### PROBLEM TO WORK ON
From the first line to the last, give the data again exactly.

(RECORDS FOR PROCESSING Opens)

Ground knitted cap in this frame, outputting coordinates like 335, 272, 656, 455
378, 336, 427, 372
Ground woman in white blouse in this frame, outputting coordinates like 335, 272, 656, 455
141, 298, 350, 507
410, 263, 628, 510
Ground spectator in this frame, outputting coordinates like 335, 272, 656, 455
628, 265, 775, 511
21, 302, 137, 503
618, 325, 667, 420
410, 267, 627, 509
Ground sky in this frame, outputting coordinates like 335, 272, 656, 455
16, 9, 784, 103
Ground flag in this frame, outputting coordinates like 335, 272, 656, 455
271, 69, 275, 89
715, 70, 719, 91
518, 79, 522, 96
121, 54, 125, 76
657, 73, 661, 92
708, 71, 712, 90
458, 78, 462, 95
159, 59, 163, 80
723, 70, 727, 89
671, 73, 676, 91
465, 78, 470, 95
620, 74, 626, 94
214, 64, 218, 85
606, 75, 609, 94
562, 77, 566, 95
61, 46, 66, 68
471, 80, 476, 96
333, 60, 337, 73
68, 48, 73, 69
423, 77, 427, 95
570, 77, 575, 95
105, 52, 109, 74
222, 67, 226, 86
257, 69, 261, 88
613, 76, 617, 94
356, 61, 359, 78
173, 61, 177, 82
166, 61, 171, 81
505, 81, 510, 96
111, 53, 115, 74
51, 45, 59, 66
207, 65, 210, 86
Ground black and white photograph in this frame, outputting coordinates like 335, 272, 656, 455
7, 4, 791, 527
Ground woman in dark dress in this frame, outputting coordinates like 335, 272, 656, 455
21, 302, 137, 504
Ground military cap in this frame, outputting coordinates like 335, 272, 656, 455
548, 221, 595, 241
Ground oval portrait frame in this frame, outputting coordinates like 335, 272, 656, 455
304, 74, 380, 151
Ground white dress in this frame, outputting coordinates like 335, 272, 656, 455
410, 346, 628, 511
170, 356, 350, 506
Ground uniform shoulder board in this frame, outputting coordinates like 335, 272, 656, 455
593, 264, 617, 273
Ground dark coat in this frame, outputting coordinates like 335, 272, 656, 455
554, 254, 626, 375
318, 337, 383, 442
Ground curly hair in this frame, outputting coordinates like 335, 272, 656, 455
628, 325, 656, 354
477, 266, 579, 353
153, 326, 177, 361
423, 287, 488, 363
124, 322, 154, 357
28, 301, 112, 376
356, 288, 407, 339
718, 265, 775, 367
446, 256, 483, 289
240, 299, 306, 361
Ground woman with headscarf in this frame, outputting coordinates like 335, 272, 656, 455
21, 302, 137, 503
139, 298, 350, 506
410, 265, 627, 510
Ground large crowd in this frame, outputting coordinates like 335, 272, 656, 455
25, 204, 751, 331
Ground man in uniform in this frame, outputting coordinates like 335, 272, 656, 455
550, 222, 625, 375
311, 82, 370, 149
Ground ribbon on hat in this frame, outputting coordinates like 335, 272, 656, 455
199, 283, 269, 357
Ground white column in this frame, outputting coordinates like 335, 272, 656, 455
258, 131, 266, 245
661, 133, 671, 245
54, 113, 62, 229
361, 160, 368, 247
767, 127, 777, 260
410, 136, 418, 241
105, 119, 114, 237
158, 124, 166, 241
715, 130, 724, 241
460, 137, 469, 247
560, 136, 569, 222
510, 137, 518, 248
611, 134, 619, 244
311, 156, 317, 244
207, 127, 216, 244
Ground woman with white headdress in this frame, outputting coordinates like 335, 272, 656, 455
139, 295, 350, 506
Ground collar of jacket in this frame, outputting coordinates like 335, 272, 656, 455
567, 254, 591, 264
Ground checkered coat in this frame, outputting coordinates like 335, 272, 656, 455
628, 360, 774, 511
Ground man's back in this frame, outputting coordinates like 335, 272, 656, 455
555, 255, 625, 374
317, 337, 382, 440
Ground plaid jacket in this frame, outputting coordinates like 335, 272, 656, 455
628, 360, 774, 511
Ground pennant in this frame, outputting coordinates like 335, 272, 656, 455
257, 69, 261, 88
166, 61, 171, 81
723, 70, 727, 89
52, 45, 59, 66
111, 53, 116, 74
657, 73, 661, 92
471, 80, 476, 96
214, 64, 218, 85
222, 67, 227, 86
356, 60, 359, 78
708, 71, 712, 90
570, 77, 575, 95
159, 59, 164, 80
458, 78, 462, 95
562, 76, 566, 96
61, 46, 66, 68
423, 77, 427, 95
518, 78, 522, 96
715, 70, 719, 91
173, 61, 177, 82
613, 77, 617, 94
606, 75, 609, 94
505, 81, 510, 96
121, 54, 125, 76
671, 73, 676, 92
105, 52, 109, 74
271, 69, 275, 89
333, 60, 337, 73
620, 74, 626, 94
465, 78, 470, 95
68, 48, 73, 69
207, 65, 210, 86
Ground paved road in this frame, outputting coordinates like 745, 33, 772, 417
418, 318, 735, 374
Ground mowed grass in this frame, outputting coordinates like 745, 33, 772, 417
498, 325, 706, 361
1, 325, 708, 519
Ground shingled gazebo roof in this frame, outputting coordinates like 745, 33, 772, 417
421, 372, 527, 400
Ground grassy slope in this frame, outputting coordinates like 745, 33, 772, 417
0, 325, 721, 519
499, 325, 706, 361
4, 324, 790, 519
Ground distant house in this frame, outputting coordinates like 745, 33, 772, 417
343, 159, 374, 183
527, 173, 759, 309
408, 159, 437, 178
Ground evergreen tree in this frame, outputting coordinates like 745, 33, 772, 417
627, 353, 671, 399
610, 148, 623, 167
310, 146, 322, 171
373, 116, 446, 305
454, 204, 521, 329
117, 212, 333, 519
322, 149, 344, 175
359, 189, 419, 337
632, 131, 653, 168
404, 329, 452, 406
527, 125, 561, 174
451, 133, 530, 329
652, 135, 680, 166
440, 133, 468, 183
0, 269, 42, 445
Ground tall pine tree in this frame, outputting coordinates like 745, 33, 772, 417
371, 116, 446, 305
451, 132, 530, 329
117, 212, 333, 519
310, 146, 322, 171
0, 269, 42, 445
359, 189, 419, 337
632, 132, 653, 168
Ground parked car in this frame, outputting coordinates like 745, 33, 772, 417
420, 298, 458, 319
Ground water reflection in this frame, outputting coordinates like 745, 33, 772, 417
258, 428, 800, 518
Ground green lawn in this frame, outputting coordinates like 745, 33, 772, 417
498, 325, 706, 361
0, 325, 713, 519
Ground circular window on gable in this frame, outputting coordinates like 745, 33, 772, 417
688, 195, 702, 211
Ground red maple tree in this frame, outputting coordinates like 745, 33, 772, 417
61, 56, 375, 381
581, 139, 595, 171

(RECORDS FOR PROCESSING Closes)

### EXERCISE OUTPUT
Ground knitted cap in this frame, outputting coordinates like 335, 272, 656, 455
378, 336, 427, 372
Ground woman in white blouse in this frame, outputting coordinates like 335, 272, 656, 455
141, 298, 350, 507
410, 263, 628, 510
Ground spectator in this frame, outputting coordinates like 335, 272, 656, 455
628, 265, 775, 511
21, 302, 137, 503
618, 325, 667, 420
410, 267, 627, 509
Ground sky in this frame, outputting coordinates like 335, 272, 656, 455
16, 9, 784, 103
Ground flag in this frame, outputting coordinates like 335, 272, 656, 455
271, 69, 275, 89
715, 70, 719, 91
518, 79, 522, 96
121, 54, 125, 76
657, 73, 661, 92
708, 71, 712, 90
458, 78, 462, 95
159, 59, 163, 80
723, 70, 727, 89
671, 73, 676, 91
465, 78, 470, 95
620, 74, 626, 94
214, 64, 218, 85
606, 75, 609, 94
562, 77, 566, 95
61, 46, 66, 68
471, 80, 476, 96
333, 60, 337, 73
68, 48, 73, 69
423, 77, 427, 95
570, 77, 575, 95
105, 52, 109, 74
222, 67, 226, 86
257, 69, 261, 88
613, 76, 617, 94
356, 61, 359, 78
173, 61, 177, 82
166, 61, 171, 81
505, 81, 510, 96
111, 53, 115, 74
51, 45, 59, 66
207, 65, 210, 86
Ground black and white photograph in this frame, outputting coordinates like 335, 272, 656, 455
7, 4, 791, 527
Ground woman in dark dress in this frame, outputting coordinates like 335, 272, 656, 455
21, 302, 137, 504
Ground military cap in this frame, outputting coordinates like 335, 272, 656, 455
548, 221, 595, 241
Ground oval portrait frame in this frame, outputting coordinates like 335, 272, 656, 455
304, 74, 380, 151
Ground white dress in this frame, outputting coordinates like 335, 272, 656, 455
410, 346, 628, 511
170, 356, 350, 506
Ground uniform shoulder board in this frame, outputting coordinates like 335, 272, 656, 455
593, 264, 617, 273
Ground dark coat in this frame, outputting coordinates like 335, 272, 656, 455
554, 254, 626, 375
318, 337, 383, 442
Ground curly hair in this frame, outputting coordinates like 335, 272, 656, 455
628, 325, 656, 354
477, 266, 579, 353
153, 326, 177, 361
423, 287, 488, 363
124, 322, 154, 357
28, 301, 112, 376
356, 288, 407, 339
718, 265, 775, 367
446, 256, 483, 289
240, 299, 306, 361
Ground woman with headscarf in this frame, outputting coordinates like 335, 272, 656, 455
21, 302, 137, 503
139, 298, 350, 506
410, 265, 627, 510
Ground large crowd in this frame, outputting coordinates like 335, 272, 656, 455
25, 204, 751, 331
Ground man in uniform in this frame, outputting coordinates like 335, 272, 656, 455
550, 222, 625, 375
311, 82, 370, 149
Ground ribbon on hat in this frame, outputting coordinates like 335, 272, 656, 455
199, 283, 269, 357
Ground white column in this frame, outputting coordinates like 335, 272, 656, 455
258, 131, 266, 245
661, 133, 671, 245
54, 113, 62, 229
361, 160, 368, 247
767, 127, 777, 260
410, 136, 418, 241
105, 119, 114, 237
158, 124, 166, 241
715, 130, 724, 241
460, 137, 469, 247
560, 136, 569, 222
510, 137, 518, 248
611, 134, 619, 244
311, 156, 317, 244
207, 127, 216, 244
Ground woman with white headdress in this frame, outputting coordinates like 335, 272, 656, 455
139, 295, 350, 506
Ground collar of jacket in this frame, outputting coordinates like 335, 272, 656, 455
567, 254, 591, 264
Ground checkered coat in this frame, outputting coordinates like 335, 272, 656, 455
628, 360, 774, 511
Ground man's back in this frame, outputting coordinates like 335, 272, 656, 455
555, 255, 625, 374
317, 337, 382, 440
Ground plaid jacket in this frame, outputting coordinates like 335, 272, 656, 455
628, 360, 774, 511
Ground pennant in this frame, outputting coordinates like 335, 272, 656, 455
257, 69, 261, 88
166, 61, 171, 81
723, 70, 727, 89
52, 45, 59, 66
111, 53, 116, 74
657, 73, 661, 92
471, 80, 476, 96
214, 64, 218, 85
222, 67, 227, 86
356, 60, 359, 78
708, 71, 712, 90
570, 77, 575, 95
159, 59, 164, 80
458, 78, 462, 95
562, 76, 566, 96
61, 46, 66, 68
423, 77, 427, 95
518, 78, 522, 96
715, 70, 719, 91
173, 61, 177, 82
613, 77, 617, 94
606, 75, 609, 94
505, 81, 510, 96
121, 54, 125, 76
671, 73, 676, 92
105, 52, 109, 74
271, 69, 275, 89
333, 60, 337, 73
620, 74, 626, 94
465, 78, 470, 95
68, 48, 73, 69
207, 65, 210, 86
Ground paved road in this frame, outputting coordinates like 745, 33, 772, 417
418, 318, 735, 374
Ground mowed grass in this frame, outputting coordinates like 745, 33, 772, 417
498, 325, 706, 361
1, 325, 708, 519
Ground shingled gazebo roof in this frame, outputting coordinates like 745, 33, 772, 417
421, 372, 527, 400
Ground grassy slope in this frame, outputting coordinates like 745, 33, 772, 417
0, 325, 721, 519
499, 325, 706, 361
4, 324, 790, 519
Ground distant house in this frame, outputting coordinates like 745, 33, 772, 417
343, 159, 374, 183
527, 173, 759, 309
408, 159, 437, 178
Ground evergreen tree in this frame, outputting coordinates like 745, 33, 772, 417
627, 353, 671, 399
610, 148, 623, 167
310, 146, 322, 171
373, 116, 446, 305
454, 204, 521, 329
117, 212, 333, 519
322, 149, 344, 175
359, 189, 419, 337
632, 131, 653, 168
404, 329, 452, 406
527, 125, 561, 174
451, 133, 530, 329
652, 135, 680, 166
440, 133, 468, 183
0, 269, 42, 445
Ground tall pine tree in this frame, outputting coordinates like 745, 33, 772, 417
371, 116, 446, 305
451, 132, 530, 329
117, 212, 333, 519
310, 146, 322, 171
0, 269, 42, 445
359, 189, 419, 337
632, 132, 653, 168
Ground parked car in this frame, outputting coordinates like 745, 33, 772, 417
420, 298, 458, 319
Ground water reflection in this frame, outputting coordinates like 745, 33, 772, 417
258, 428, 800, 518
Ground green lawn in this frame, outputting coordinates like 745, 33, 772, 417
498, 325, 706, 361
0, 325, 713, 519
Ground circular window on gable in this frame, outputting coordinates like 745, 33, 772, 417
688, 195, 702, 211
Ground red maple tree in this frame, outputting coordinates like 745, 33, 772, 417
61, 56, 375, 381
581, 139, 595, 171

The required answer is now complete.